[Coordinate annotation records]
--------------------

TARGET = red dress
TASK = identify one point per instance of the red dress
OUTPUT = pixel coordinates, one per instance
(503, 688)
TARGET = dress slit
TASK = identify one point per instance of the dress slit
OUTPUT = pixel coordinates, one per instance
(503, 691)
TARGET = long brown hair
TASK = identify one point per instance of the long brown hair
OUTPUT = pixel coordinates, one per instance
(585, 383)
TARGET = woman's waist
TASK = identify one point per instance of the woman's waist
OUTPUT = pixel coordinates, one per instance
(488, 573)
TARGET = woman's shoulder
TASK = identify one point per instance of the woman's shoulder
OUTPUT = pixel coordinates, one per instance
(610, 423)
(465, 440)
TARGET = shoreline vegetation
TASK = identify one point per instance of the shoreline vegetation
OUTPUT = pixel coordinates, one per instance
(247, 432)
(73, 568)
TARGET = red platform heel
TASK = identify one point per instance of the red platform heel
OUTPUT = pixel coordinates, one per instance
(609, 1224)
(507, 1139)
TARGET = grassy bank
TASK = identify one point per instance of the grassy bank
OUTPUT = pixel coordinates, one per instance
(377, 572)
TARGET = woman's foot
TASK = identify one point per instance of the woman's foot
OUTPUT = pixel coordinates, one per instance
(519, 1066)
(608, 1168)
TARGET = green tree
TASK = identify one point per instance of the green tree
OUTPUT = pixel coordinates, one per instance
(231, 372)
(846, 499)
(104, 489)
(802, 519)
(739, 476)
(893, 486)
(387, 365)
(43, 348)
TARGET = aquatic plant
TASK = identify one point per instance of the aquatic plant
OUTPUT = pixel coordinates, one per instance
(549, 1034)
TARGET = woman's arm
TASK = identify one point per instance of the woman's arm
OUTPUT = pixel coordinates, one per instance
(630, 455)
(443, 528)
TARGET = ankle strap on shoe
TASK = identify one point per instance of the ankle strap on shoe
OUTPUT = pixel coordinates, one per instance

--------------------

:: To be done ::
Take the line in which "TARGET = green tree" occurs and each subsequent line through the end; give these lines again without alteration.

:: Finished task ::
TARGET = green tree
TASK = identify one point per instance of the green tree
OUTPUT = pixel coordinates, one per instance
(231, 372)
(846, 499)
(104, 489)
(802, 519)
(739, 476)
(893, 486)
(387, 365)
(43, 348)
TARGET = aquatic plant
TASK = identify one point per instance of the aquatic plant
OUTPUT = pixel coordinates, one per instance
(549, 1034)
TARGET = woman's arm
TASK = identify one point per instance of the woman's arm
OUTPUT = pixel coordinates, one per instance
(630, 455)
(443, 528)
TARGET = ankle strap on shoe
TASK = identify one point per instance of the ankle strap on shoe
OUTPUT = pixel coordinates, one per instance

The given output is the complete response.